▸ **Texto de origem**:
---------------

‘Floresta Amazônica mostra sinais de esgotamento’, alerta Carlos Nobre, especialista da USP

Carlos Nobre durante apresentação no USP Talks (Reprodução/Canal USP)

Bruno Pacheco – Da Cenarium

MANAUS (AM) – Em meio à alta de 1,07°C na temperatura global comparada a níveis pré-industriais, evidenciada no relatório do Painel Intergovernamental sobre Mudanças Climáticas (IPCC, sigla em inglês), a Floresta Amazônica mostra sinais de esgotamento e não consegue mais remover o gás carbônico da atmosfera, segundo especialista em mudanças climáticas e Amazônia, o pesquisador Carlos Nobre, do Instituto Nacional de Pesquisas Espaciais (Inpe) e do Instituto de Estudos Avançados (IEA) da Universidade de São Paulo (USP).

---------------

▸ **Dados exibidos**:
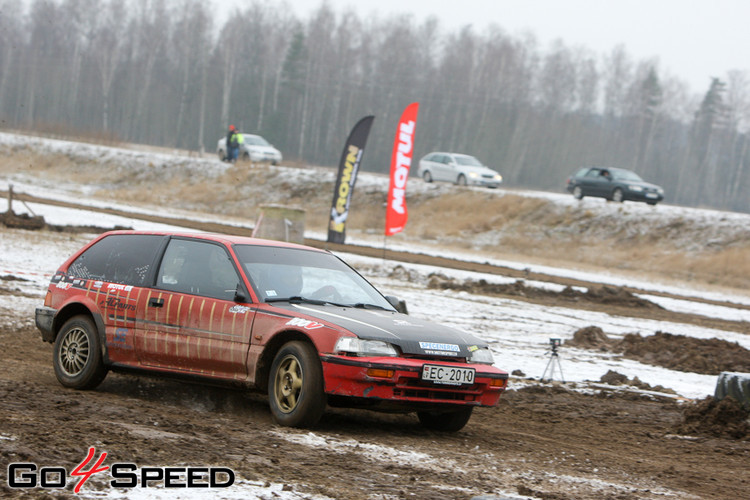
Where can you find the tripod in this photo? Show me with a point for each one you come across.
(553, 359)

---------------

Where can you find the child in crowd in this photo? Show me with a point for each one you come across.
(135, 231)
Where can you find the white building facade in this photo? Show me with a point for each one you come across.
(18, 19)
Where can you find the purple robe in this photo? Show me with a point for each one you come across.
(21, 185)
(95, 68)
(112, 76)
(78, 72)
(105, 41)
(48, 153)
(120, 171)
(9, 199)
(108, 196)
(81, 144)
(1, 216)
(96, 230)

---------------

▸ **Desafios**:
[1] Na reportagem sobre a Floresta Amazônica, de quanto foi a alta na temperatura global em comparação com os níveis pré-industriais?
[2] Reproduza, da reportagem sobre a Floresta Amazônica, o trecho que vai de "Carlos Nobre durante" até "São Paulo (USP).", incluindo essas palavras.
[3] Escreva o que vem depois da última frase da reportagem sobre a Floresta Amazônica.
As linhas são um material à parte, sem ligação com a reportagem sobre a Floresta Amazônica.

▸ **Respostas**:
[1] 1,07°C.

[2]
Carlos Nobre durante apresentação no USP Talks (Reprodução/Canal USP)

Bruno Pacheco – Da Cenarium

MANAUS (AM) – Em meio à alta de 1,07°C na temperatura global comparada a níveis pré-industriais, evidenciada no relatório do Painel Intergovernamental sobre Mudanças Climáticas (IPCC, sigla em inglês), a Floresta Amazônica mostra sinais de esgotamento e não consegue mais remover o gás carbônico da atmosfera, segundo especialista em mudanças climáticas e Amazônia, o pesquisador Carlos Nobre, do Instituto Nacional de Pesquisas Espaciais (Inpe) e do Instituto de Estudos Avançados (IEA) da Universidade de São Paulo (USP).

[3]
Em um estudo desenvolvido pelo Inpe e publicado recentemente na revista científica Nature, denominado “Amazônia como fonte de carbono ligada ao desmatamento e mudanças climáticas“, cientistas alertam que a Amazônia está se caminhando para se tornar uma savana, por conta do aumento no desmatamento nos últimos anos. A pesquisa, realizada entre os anos de 2010 a 2018, mostra ainda que as queimadas foram provocadas pelo homem e não por causas naturais.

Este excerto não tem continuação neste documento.